#### What you should do
Reproduce the data below in full, swapping every "Practice step" for "Exercise step" and leaving all other text as it is.

[Excerpts from point annotation data]

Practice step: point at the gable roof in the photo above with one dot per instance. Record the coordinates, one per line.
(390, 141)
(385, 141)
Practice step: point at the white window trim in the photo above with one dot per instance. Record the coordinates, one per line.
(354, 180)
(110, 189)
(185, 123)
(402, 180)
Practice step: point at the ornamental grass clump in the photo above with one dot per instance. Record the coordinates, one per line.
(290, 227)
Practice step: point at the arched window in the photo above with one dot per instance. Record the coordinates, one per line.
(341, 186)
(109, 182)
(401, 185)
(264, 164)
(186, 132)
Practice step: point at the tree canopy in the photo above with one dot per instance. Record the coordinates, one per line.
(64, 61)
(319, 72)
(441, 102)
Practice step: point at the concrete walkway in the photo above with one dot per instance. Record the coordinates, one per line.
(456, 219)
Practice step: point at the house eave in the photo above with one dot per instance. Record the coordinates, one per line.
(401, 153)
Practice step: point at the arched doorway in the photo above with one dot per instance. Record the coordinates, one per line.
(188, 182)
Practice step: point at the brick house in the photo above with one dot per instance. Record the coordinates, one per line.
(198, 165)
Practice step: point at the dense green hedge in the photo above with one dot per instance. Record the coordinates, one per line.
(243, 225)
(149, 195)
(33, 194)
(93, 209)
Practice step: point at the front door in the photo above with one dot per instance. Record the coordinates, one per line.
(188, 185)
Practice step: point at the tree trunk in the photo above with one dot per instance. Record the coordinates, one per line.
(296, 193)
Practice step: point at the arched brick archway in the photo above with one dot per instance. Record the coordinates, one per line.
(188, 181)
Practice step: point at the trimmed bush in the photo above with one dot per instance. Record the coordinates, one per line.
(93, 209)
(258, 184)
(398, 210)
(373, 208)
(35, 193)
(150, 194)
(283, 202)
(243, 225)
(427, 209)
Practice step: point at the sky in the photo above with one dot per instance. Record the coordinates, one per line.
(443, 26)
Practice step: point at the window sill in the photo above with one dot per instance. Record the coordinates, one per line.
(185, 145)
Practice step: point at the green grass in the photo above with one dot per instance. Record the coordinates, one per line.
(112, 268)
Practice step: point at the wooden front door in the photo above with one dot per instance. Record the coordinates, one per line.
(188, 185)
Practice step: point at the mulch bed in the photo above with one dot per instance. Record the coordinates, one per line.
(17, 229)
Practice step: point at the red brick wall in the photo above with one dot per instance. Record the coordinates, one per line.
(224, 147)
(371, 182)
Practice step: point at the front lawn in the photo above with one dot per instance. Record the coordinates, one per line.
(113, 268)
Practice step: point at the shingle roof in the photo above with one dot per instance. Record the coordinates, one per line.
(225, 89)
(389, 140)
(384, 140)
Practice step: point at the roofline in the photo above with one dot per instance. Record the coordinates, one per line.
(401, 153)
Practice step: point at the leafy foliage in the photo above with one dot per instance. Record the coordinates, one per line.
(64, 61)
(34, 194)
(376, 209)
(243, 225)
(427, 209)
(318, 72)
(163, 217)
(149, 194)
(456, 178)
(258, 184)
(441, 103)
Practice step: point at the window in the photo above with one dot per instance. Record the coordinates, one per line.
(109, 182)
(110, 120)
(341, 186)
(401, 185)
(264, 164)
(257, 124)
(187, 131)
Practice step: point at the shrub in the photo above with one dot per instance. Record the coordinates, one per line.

#### Exercise answer
Exercise step: point at the gable roof in the photo above with one dot per instance. Record the coordinates, one per line.
(390, 141)
(385, 141)
Exercise step: point at the white window trim in the photo above with one dot per instance. Record the coordinates, one per line.
(354, 180)
(110, 189)
(185, 123)
(402, 180)
Exercise step: point at the ornamental grass clump in the photo above with one dot per instance. Record the coordinates, one per line.
(290, 227)
Exercise step: point at the arched window in the photo above with one dot per instance. Record the coordinates, one per line.
(341, 186)
(109, 182)
(401, 185)
(264, 164)
(186, 132)
Exercise step: point at the tree canopy in the photo above with one dot per instance. Record the coordinates, one per line.
(64, 61)
(319, 72)
(441, 102)
Exercise step: point at the concrete walkway in the photo above with one dot per instance. Record the coordinates, one per line.
(456, 219)
Exercise step: point at the house eave in the photo above with one dot per instance. Record the coordinates, one per line.
(401, 153)
Exercise step: point at the arched doorway in the photo above with one dot per instance. Record the coordinates, one per line.
(188, 182)
Exercise step: point at the brick house in the photo above with one dot per instance. Record the coordinates, one per line.
(198, 165)
Exercise step: point at the dense green hedge in the photo above with one dot per instance. Record the coordinates, one per line.
(243, 225)
(149, 195)
(33, 194)
(93, 209)
Exercise step: point at the front door in the photo above with one dot per instance. Record the coordinates, one per line.
(188, 185)
Exercise step: point at the tree trunk in the photo above with one dot per instance. Record the coordinates, one per line.
(296, 193)
Exercise step: point at the arched brick archway in the photo above with one dot per instance. Record the coordinates, one per line.
(188, 181)
Exercise step: point at the trimmed bush in the photo above with one dot per instance. Record the coordinates, one per line.
(93, 209)
(258, 184)
(398, 210)
(373, 208)
(35, 193)
(150, 194)
(283, 202)
(243, 225)
(427, 209)
Exercise step: point at the sky in the photo above with one dot per instance. Record the coordinates, one per line.
(443, 26)
Exercise step: point at the window sill in the photo above with one dot per instance. Record the coordinates, one per line.
(185, 145)
Exercise step: point at the green grass in the photo above with one dot per instance. Record the coordinates, one per line.
(112, 268)
Exercise step: point at the wooden front door in the photo above with one dot per instance. Record the coordinates, one per line.
(188, 185)
Exercise step: point at the mulch bed in the photo above with one dot per instance. Record the coordinates, one per line.
(17, 229)
Exercise step: point at the red brick wall in the photo above with one dot per instance. Record the coordinates, one per line.
(224, 147)
(371, 182)
Exercise step: point at the front lawn in the photo above with one dot per instance. Record the coordinates, one per line.
(113, 268)
Exercise step: point at the shingle roof in the photo above with one dot per instance. Record the coordinates, one per line.
(225, 89)
(389, 140)
(384, 140)
Exercise step: point at the roofline in the photo above with one dot per instance. Record the coordinates, one per line.
(401, 153)
Exercise step: point at the leafy foliage in the photo above with one dot per instance. Record the coordinates, one per line.
(64, 61)
(34, 194)
(376, 209)
(243, 225)
(427, 209)
(318, 72)
(163, 217)
(149, 194)
(456, 178)
(258, 184)
(441, 103)
Exercise step: point at the window in the photo above with one dot per instance. Record the coordinates, one per line.
(109, 182)
(110, 120)
(341, 186)
(401, 185)
(264, 164)
(257, 124)
(187, 131)
Exercise step: point at the shrub in the photo above with one dot per instance. Record the coordinates, one per line.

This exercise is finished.